- [TEXT SHOWN]

☆ ☆ ☆ ☆ ☆

Within minutes, a large crowd of mostly young men had gathered.


“If I told them I was coming, they’d have shut down the market — it would have been 10 times this,” Obi said, smiling, looking out at his roaring fans from under a cap that read: “Make Nigeria Great.” Then he stepped out in front of the sea of smartphones held aloft to record the occasion.


“A new Nigeria is possible,” he told the crowd in his distinctive high voice. “For the first time, government is going to care about you.”


For eight years, the citizens of Africa’s most populous nation — 70 per cent of them under the age of 30 — have been governed by Muhammadu Buhari, who previously ruled the country as a military dictator, in the 1980s, long before most of them were even born.


In a country where vote-buying and violence often distort elections, the presidential vote scheduled for February 25 presents a rare chance for millions of young Nigerians, many of them new voters, to make their elders listen.


According to polls, many of these new voters support Obi, a former state governor challenging the traditional two-party hegemony by running with the lesser-known Labour Party. He is seen as the candidate of the youth, though far from young at 61; his main rivals are in their 70s. Buhari, who is 80, served the maximum of two terms.


“A one-eyed man, in the land of the blind, is king,” Obi’s running mate, Yusuf Datti Baba-Ahmed, said in an interview.


Nigeria, and particularly its young people, have had an extremely tough few years. Large groups of schoolchildren have been kidnapped by extremists or ransom-seekers. Youth unemployment nearly tripled during the Buhari years. Demonstrators in peaceful protests against police brutality were shot dead by security forces in 2020 as they sang and waved the flag by a tollgate in Lekki, an upmarket Lagos suburb.


Many young people are channeling their anger at the government’s repressive response to that movement — as well as the failure to bring those responsible to justice, a seven-month Twitter ban, and persistent police brutality — into this election.


“What happened in Lekki is a clear indication that this government don’t care about the youth,” said Amanda Okafor, 28, who said she saw many fellow protesters shot dead in Lekki. Okafor was eligible to vote in the past two elections, but never did. Now she goes everywhere with her voter’s card, determined to cast her first-ever vote.


“We’re tired of these same old people coming in to tell us that they’re going to change stuff for us and they’re not doing anything,” she said.

☆ ☆ ☆ ☆ ☆

- [DATA]
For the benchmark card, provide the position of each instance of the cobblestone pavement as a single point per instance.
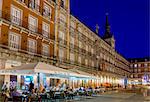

☆ ☆ ☆ ☆ ☆

- [TASKS FOR THIS EXERCISE]
a - In the article on Nigeria's election above, which party is Obi running with?
b - Say whether each statement agrees with the article on Nigeria's election above. Answer yes or no and quote the deciding words. (i) Buhari once ruled Nigeria as a military dictator. (ii) Amanda Okafor voted in the past two elections. (iii) Youth unemployment doubled during the Buhari years.

- [SOLUTIONS BY TASK]
a - The Labour Party.

b -
(i) Yes: "who previously ruled the country as a military dictator, in the 1980s"
(ii) No: "Okafor was eligible to vote in the past two elections, but never did."
(iii) No: "Youth unemployment nearly tripled during the Buhari years."